Text passage -
━━━━━━━━

It may be time to take down my bird feeders for good. I’ve been feeding birds in the garden for at least 30 years. I love watching our local downy woodpecker feeding upside down on the suet feeder. When a goldfinch happens by in spring and perches on the nyjer seed feeder, it makes my day.
|Goldfinches like small seeds of coneflowers and (thistle-like) nyjer-photo Rob Amend|
So why change this longstanding habit? First I learned that I could be poisoning hummingbirds by offering them infected or moldy sugar solution unless I emptied, cleaned and refilled the feeder every couple of days. That was more than I could promise, so I took that feeder down.
|Hummingbirds are safer on native cardinal flower than at my feeder|
Then I stopped filling the seed feeders in the warm months. I read that I could feed birds more sustainably by choosing plants that produce seeds they can eat. That gave me a reason to add more native plants to the yard, always a welcome opportunity. And more diverse native plantings did seem to attract more birds.
|Native coralberry will attract lots of birds-photo Servernjc|
This winter, though, I told myself that birds could use some extra seed to sustain them through the cold months. I filled my favorite feeders: a big oblong hopper with a weighted bar to close off the seed supply when a squirrel lands on it and a house-shaped suet feeder with a mesh-covered floor for clingers who feed upside down, like nuthatches and woodpeckers.
|This battered bird feeder does keep squirrels out|
Once the food was on offer, birds soon arrived, alighting on tree branches and inside twiggy shrubs, checking for predators and competitors before darting over to the feeders to grab a quick meal.
Unfortunately, my bird feeders could be superspreader locations, where birds come in contact with deadly infectious agents. Wildlife observers are reporting increased deaths of migratory finches caused by salmonella infection, possibly an unintended consequence of homebound bird lovers filling more feeders during the pandemic. Disease-causing microbes shared at bird feeders include bacteria, protozoa, fungi and viruses.
|Pine siskin, one of the affected species-photo Cephas|
To avoid spreading infection, experts advise cleaning your feeder every one to two weeks, scrubbing it with soap and water and then soaking it in diluted bleach. Seed and seed hulls that fall to the ground, they declare, should be swept up in case they carry disease. Ideally, I shouldn’t put out more than two days’ worth of seed at a time, so that it’ll stay clean until it’s eaten. Even that stone birdbath I’ve been keeping filled is supposed to be scrubbed out and sterilized regularly.
|The bird bath in May|
When I found a dead junco on the ground, I got the message: this is serious. I like feeding the birds, but I don’t want them to die for my amusement.
|Dark-eyed juncos visit frequently in winter|
I know myself well enough to realize I’m not going to bring those feeders indoors to clean them every two weeks through the winter. And I’m uncomfortable about the environmental impact of manufacturing chlorine bleach. It’s time to let our birds forage for themselves. In future, I’ll leave the bird feeders to those more committed to cleanliness. Instead, I’ll be planting more shrubs and perennials with berries and edible seeds.

━━━━━━━━

Activity list -
A. In the bird feeder essay, how often do experts advise cleaning a bird feeder?
B. Rewrite the bird feeder essay from the words "It may be time" through the words "that feeder down.", using "hairy woodpecker" in place of "downy woodpecker".

━━━━━━━━

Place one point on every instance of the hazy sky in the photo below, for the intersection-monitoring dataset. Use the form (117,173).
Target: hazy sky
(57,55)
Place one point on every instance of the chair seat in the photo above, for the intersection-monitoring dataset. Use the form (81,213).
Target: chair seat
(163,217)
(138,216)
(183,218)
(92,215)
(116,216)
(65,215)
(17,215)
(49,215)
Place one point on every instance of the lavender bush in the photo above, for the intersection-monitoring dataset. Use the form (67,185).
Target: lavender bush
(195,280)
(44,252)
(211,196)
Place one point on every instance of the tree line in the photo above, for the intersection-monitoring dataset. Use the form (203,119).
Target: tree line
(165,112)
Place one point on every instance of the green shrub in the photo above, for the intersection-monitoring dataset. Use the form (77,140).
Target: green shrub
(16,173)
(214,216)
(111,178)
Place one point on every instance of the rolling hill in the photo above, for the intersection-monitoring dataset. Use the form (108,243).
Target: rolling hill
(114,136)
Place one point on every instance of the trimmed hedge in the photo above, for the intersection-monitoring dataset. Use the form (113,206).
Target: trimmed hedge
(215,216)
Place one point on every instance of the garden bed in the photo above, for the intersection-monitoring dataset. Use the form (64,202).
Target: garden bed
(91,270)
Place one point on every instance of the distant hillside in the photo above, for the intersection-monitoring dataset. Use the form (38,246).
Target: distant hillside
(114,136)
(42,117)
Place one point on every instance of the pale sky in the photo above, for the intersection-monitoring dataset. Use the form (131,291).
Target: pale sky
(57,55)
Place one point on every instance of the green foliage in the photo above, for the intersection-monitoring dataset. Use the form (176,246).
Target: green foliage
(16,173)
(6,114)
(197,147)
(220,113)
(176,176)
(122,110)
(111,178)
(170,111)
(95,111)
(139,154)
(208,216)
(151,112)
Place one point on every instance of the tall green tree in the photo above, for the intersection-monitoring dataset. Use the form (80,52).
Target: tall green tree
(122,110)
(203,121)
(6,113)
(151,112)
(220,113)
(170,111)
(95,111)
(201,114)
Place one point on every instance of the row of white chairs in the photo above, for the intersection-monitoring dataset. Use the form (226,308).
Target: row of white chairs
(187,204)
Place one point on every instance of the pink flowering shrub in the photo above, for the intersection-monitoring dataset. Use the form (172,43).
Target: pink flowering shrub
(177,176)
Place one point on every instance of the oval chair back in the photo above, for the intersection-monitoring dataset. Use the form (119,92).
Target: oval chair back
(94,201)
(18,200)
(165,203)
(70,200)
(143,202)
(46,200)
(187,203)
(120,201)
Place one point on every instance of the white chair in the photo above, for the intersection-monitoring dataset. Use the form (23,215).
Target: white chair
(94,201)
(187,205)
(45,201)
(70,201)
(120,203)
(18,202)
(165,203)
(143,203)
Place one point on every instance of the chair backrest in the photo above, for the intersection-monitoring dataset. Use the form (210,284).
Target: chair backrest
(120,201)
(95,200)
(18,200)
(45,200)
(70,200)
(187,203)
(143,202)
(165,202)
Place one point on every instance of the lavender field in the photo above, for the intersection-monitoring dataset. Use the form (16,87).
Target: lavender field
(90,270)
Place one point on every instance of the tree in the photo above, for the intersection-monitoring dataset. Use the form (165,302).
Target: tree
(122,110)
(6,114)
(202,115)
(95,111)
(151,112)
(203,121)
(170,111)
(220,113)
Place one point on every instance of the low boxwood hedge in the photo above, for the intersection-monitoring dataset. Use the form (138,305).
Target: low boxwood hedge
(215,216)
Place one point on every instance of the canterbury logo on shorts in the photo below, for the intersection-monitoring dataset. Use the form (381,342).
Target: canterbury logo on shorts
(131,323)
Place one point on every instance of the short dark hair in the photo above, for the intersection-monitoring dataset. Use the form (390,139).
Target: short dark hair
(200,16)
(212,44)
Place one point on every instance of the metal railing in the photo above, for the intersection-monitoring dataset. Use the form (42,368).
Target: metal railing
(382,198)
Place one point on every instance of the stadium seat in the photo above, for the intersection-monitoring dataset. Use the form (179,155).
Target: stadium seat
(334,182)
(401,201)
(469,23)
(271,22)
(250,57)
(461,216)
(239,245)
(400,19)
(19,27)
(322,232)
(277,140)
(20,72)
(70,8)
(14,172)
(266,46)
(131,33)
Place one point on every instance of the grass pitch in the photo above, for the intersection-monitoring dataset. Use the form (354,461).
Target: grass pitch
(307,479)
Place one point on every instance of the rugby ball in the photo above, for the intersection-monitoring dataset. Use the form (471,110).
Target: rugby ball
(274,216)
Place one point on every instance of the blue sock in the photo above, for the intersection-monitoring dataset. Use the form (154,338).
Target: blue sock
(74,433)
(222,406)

━━━━━━━━

Task-by-task answers -
A. Every one to two weeks.

B.
It may be time to take down my bird feeders for good. I’ve been feeding birds in the garden for at least 30 years. I love watching our local hairy woodpecker feeding upside down on the suet feeder. When a goldfinch happens by in spring and perches on the nyjer seed feeder, it makes my day.
|Goldfinches like small seeds of coneflowers and (thistle-like) nyjer-photo Rob Amend|
So why change this longstanding habit? First I learned that I could be poisoning hummingbirds by offering them infected or moldy sugar solution unless I emptied, cleaned and refilled the feeder every couple of days. That was more than I could promise, so I took that feeder down.